▸ **WHAT IS NEEDED**
Reproduce the text on the two women CEOs between "It would be" and "of Ventas Inc.", inclusive.

Ventas Chairman and CEO Debra Cafaro and Carol Meyrowitz, CEO of TJX took the #27 and #51 spots, respectively, on Harvard Business Review’s “100 most effective CEOs in the world” list.
It would be obvious for anyone to see that the list is dominated by male CEOs, only two of the top 100 chief executives are women. The depressing reality!
Debra Cafaro took 27th place on the “list of the 100 best-performing chief executives of 2014” as the Chairman of the Board and Chief Executive Officer of Ventas, Inc., while Carol Meyrowitz — the president, Chief Executive Officer, and director of TJX Companies — ranked 51st.
So here’s a list of 2 women CEOs:
27) Debra Cafaro, CEO of Ventas Inc.
Ventas has seen its value increase by $20 billion with Debra at the helm and has delivered a whopping 1,761% on industry-adjusted shareholder returns.

▸ **INFORMATION SUPPLIED**
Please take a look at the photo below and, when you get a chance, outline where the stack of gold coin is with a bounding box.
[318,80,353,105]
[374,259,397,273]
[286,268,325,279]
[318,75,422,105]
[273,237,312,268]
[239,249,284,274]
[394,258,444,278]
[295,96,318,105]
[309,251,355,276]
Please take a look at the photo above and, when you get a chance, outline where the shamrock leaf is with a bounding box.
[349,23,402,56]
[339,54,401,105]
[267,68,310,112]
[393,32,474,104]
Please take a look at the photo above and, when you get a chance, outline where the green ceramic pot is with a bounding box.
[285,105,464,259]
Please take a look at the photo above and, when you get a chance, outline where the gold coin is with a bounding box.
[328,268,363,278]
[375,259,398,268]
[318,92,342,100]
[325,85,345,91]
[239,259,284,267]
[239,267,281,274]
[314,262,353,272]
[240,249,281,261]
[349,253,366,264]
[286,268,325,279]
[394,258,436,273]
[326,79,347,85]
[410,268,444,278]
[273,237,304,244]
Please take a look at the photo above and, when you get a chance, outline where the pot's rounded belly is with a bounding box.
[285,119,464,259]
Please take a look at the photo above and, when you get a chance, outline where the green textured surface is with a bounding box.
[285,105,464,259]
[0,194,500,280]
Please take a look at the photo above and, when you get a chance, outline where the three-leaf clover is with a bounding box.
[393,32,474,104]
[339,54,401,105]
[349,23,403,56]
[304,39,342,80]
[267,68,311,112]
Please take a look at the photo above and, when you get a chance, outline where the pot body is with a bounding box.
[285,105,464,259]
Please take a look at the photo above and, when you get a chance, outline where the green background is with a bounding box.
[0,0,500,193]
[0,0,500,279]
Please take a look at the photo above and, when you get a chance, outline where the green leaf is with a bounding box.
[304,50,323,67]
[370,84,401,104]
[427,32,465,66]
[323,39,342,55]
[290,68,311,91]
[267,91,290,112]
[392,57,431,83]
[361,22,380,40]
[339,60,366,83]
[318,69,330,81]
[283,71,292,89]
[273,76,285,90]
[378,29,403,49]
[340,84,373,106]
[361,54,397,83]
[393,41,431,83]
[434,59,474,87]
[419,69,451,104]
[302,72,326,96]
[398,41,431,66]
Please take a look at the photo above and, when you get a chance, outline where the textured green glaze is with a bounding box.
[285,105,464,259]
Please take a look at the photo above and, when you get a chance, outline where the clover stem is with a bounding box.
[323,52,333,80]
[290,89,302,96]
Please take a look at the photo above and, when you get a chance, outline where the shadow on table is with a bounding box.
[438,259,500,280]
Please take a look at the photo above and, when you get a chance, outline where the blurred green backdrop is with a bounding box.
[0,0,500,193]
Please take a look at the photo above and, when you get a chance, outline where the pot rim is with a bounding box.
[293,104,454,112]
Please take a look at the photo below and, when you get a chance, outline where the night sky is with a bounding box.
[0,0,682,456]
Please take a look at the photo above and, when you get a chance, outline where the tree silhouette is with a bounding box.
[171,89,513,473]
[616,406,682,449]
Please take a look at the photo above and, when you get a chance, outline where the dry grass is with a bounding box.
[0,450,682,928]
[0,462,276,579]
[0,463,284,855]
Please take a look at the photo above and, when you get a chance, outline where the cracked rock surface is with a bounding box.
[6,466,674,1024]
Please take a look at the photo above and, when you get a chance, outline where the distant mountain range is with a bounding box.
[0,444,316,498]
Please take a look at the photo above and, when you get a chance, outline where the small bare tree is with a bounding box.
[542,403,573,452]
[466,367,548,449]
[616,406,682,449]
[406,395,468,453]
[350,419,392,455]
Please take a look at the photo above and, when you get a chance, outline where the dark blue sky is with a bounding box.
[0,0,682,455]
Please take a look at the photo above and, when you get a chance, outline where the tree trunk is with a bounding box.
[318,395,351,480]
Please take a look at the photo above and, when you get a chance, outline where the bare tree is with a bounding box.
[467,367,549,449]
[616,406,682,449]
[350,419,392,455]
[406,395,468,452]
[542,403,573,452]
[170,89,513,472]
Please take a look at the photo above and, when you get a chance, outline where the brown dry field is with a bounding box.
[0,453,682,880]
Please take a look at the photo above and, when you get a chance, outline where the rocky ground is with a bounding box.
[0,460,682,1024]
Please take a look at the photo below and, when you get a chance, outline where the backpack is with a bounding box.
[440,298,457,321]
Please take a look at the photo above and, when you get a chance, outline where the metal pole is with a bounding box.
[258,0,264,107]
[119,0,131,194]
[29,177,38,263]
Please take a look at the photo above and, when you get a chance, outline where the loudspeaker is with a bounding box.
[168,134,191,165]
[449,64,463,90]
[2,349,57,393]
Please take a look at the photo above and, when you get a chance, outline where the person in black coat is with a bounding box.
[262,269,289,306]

▸ **THE COMPLETED TASK**
It would be obvious for anyone to see that the list is dominated by male CEOs, only two of the top 100 chief executives are women. The depressing reality!
Debra Cafaro took 27th place on the “list of the 100 best-performing chief executives of 2014” as the Chairman of the Board and Chief Executive Officer of Ventas, Inc., while Carol Meyrowitz — the president, Chief Executive Officer, and director of TJX Companies — ranked 51st.
So here’s a list of 2 women CEOs:
27) Debra Cafaro, CEO of Ventas Inc.